Task directions → Collect every line of the records below that contains the word "rough".

Listed records →
------------------------------------------------------------------------

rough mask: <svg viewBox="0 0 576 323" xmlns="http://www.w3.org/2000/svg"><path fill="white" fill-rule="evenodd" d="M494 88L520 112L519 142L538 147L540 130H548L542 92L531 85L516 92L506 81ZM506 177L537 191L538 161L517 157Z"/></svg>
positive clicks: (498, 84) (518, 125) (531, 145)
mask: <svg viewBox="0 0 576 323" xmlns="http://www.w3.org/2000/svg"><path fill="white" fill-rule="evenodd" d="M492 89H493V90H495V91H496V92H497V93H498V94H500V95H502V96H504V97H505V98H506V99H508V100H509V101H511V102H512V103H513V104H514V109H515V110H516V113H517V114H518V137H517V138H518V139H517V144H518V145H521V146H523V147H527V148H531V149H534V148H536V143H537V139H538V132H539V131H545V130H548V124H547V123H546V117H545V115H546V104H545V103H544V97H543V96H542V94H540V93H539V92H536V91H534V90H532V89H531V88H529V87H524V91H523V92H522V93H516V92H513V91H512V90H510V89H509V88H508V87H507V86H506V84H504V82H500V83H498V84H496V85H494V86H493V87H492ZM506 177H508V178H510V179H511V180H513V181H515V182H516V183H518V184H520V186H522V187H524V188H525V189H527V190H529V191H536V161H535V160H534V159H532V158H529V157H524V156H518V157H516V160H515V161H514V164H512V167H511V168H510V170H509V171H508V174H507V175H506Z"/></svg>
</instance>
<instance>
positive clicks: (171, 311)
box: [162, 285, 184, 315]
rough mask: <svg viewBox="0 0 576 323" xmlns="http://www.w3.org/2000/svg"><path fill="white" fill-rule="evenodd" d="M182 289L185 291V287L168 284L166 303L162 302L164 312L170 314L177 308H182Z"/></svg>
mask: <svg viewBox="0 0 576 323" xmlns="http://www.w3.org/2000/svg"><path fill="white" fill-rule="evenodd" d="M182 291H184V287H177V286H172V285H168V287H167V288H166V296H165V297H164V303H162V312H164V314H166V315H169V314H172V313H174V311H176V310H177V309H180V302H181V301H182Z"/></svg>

------------------------------------------------------------------------

Answer area →
rough mask: <svg viewBox="0 0 576 323" xmlns="http://www.w3.org/2000/svg"><path fill="white" fill-rule="evenodd" d="M494 88L520 112L519 142L538 147L540 130H548L542 92L531 85L516 92L506 81ZM506 177L537 191L538 161L517 157Z"/></svg>
rough mask: <svg viewBox="0 0 576 323" xmlns="http://www.w3.org/2000/svg"><path fill="white" fill-rule="evenodd" d="M182 289L185 291V287L168 284L166 303L162 302L164 312L170 314L177 308H182Z"/></svg>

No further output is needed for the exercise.